------ STORED DATA

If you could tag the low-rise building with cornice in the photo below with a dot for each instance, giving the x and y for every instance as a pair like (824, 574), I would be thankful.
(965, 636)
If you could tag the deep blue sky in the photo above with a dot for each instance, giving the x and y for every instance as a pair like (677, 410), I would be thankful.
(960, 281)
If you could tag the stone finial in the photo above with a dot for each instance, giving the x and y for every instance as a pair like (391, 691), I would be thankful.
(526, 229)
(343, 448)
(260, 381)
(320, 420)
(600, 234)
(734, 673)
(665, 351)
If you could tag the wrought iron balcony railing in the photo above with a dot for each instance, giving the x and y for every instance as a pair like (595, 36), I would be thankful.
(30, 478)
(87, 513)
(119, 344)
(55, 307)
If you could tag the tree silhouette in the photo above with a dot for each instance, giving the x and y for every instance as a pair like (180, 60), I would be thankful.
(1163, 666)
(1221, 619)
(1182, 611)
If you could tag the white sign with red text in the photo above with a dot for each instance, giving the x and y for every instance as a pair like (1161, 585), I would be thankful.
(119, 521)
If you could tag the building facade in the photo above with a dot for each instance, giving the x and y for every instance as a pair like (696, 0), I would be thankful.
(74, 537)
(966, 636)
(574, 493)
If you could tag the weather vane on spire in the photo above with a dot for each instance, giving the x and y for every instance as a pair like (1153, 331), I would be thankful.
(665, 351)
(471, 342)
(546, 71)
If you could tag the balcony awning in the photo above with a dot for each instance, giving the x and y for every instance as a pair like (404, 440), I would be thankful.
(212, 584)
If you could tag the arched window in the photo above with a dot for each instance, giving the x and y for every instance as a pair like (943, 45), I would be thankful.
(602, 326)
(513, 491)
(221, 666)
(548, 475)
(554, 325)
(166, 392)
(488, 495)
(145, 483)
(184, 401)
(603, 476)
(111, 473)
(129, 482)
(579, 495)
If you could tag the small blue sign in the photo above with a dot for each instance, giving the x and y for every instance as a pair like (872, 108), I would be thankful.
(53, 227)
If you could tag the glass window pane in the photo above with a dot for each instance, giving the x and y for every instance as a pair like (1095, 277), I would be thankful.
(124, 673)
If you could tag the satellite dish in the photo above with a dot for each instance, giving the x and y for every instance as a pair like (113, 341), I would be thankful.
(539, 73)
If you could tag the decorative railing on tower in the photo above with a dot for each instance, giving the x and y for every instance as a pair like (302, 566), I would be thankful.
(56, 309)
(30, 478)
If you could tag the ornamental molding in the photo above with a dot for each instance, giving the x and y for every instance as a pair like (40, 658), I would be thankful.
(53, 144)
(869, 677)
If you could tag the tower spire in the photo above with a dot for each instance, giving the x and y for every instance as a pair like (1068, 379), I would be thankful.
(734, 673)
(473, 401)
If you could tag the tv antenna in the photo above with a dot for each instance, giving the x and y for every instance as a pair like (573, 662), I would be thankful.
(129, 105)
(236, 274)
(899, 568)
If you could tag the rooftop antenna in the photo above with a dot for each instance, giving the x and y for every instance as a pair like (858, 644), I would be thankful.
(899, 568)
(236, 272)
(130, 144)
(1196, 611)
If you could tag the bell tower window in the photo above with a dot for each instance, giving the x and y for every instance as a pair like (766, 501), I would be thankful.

------------

PROMPT =>
Exactly what appears above must be set down again in full.

ANSWER TO THE EXERCISE =>
If you could tag the low-rise building with cornice in the photo below with a dot for each instance, giving the x and y for every instance as a pair like (824, 574), I would be thankful.
(965, 636)
If you could tag the deep blue sky in the photo above with a dot for each instance, giving the x and y for every instance as a pair like (677, 410), I would be thankful.
(960, 281)
If you could tag the stone finial in the photo above with a dot for each instance, giving the x and y for every instance as a pair like (391, 691), I would be thankful.
(526, 229)
(343, 448)
(260, 381)
(320, 420)
(600, 234)
(734, 673)
(665, 351)
If you could tag the wrought iron balcony railing in the photo above with a dot for each instance, giving the x and y for every instance as a pair like (595, 36), I would be thankful.
(30, 478)
(87, 513)
(119, 344)
(55, 307)
If you could tag the tree silhouette in the photo above with a dot for each instance, giving the x and y for every instance as a pair like (180, 60), I would be thankful.
(1163, 666)
(1221, 619)
(1182, 611)
If you could tag the white sign with red text in the photo above with a dot for each instance, giving the x and y for every instance as a pair like (1161, 585), I would be thankful.
(119, 521)
If you could tag the building facade in the photo above with a dot for each instance, giving the x and y for every instance as a pair like (696, 0), I would be thankful.
(74, 537)
(966, 636)
(574, 493)
If you could tag the weather vane on spire in the photo above with a dot for each instance, giving the x and y for every instance as a pair like (1153, 331), I would be thankful.
(665, 351)
(471, 342)
(546, 71)
If you could tag the balcony awning in the photo above with a dot for each instance, giving the x and y for every instance as a pair like (404, 440), I would be thankful.
(212, 584)
If you could tag the arched window in the photo above with a dot for each instance, giving the x and y for every instance as a pair like (943, 45), I would be thankful.
(602, 326)
(513, 491)
(221, 666)
(548, 475)
(554, 325)
(166, 392)
(488, 495)
(145, 483)
(184, 401)
(603, 476)
(111, 473)
(129, 482)
(579, 495)
If you could tag the small blue sign in the photo above with a dot for each instance, giving the x and y for every instance as a pair like (872, 108), I would be thankful.
(53, 227)
If you could tag the glass window pane in the photo above with a dot for each instance, giving the x and y for every instance as a pair like (1095, 277), I would be thankful.
(124, 673)
If you could tag the satellite dish in the photo above with a dot for each instance, giving the x and y for every instance as a pair like (113, 341), I would be thankful.
(539, 73)
If you could tag the decorative railing on tower in the photo above with a dot for each instance, giving the x and y for every instance as a pair like (302, 566), I would be thankful.
(56, 309)
(30, 478)
If you could tag the ornamental molding in the photo above with a dot for each instance, giving the x and y for every instance as a pair like (40, 658), I would be thankful.
(53, 144)
(869, 677)
If you could tag the tower spire in the photo above with a dot for each instance, giving the x and y for every instance as a pair like (1068, 379), I would be thankful.
(734, 673)
(473, 401)
If you could tag the tv antenna in the photo above with a dot for each instance, giving the x and y for every instance as a pair like (573, 662), I would be thankful.
(129, 105)
(236, 274)
(899, 568)
If you could tag the rooftop antenna in the photo above with a dot for each instance, giving the x and y for every instance as a pair like (858, 644), I would be thankful.
(899, 568)
(236, 272)
(130, 144)
(1196, 611)
If you could tag the bell tower window in the photo above with a dot for each instance, giving the x and y for every instance as a pair like (766, 501), I would be thankful.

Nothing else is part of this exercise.